RECORD EXCERPTS:
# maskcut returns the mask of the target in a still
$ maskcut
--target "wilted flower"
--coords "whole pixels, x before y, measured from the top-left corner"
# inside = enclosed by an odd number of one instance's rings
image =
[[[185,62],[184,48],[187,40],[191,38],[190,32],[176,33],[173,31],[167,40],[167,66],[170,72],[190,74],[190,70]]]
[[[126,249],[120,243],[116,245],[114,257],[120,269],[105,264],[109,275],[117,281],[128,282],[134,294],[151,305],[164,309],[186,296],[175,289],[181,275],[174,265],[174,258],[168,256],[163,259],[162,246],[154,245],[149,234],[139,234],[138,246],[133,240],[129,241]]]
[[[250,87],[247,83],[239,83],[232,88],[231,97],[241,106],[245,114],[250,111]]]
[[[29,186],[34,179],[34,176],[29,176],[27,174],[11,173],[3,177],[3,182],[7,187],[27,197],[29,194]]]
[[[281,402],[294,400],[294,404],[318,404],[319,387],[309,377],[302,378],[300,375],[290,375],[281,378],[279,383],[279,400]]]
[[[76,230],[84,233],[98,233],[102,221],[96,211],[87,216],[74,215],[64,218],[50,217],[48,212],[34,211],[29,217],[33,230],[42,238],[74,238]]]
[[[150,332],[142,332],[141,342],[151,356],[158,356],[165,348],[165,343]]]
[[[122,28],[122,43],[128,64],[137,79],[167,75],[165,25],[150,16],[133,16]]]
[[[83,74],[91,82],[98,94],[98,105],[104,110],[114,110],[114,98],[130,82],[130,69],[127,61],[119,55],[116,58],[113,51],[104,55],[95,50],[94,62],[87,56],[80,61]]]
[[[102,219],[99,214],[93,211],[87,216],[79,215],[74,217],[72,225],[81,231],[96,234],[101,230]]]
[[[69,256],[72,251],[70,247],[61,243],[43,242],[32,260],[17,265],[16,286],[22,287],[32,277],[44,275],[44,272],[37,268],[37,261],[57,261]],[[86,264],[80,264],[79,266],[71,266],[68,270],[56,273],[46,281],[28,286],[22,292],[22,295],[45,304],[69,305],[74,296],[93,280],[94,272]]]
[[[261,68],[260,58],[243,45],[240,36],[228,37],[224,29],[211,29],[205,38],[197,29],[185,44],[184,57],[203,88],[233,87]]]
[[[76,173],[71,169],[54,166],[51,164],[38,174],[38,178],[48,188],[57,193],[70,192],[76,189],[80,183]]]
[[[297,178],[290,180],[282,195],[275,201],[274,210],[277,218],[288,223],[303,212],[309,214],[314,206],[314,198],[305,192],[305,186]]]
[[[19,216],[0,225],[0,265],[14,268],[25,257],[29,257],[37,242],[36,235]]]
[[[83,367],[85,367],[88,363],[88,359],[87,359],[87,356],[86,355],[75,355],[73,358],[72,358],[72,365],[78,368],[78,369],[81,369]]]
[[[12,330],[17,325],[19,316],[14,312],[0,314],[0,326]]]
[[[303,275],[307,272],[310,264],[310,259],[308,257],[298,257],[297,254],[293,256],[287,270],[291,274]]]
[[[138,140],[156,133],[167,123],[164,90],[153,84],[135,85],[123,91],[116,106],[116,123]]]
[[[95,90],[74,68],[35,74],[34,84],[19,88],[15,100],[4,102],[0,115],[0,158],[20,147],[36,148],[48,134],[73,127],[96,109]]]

TASK TO COMPLETE:
Show each line of the items above that contains the word "target".

COMPLETE ANSWER:
# maskcut returns the mask of the target in a still
--target "wilted flower"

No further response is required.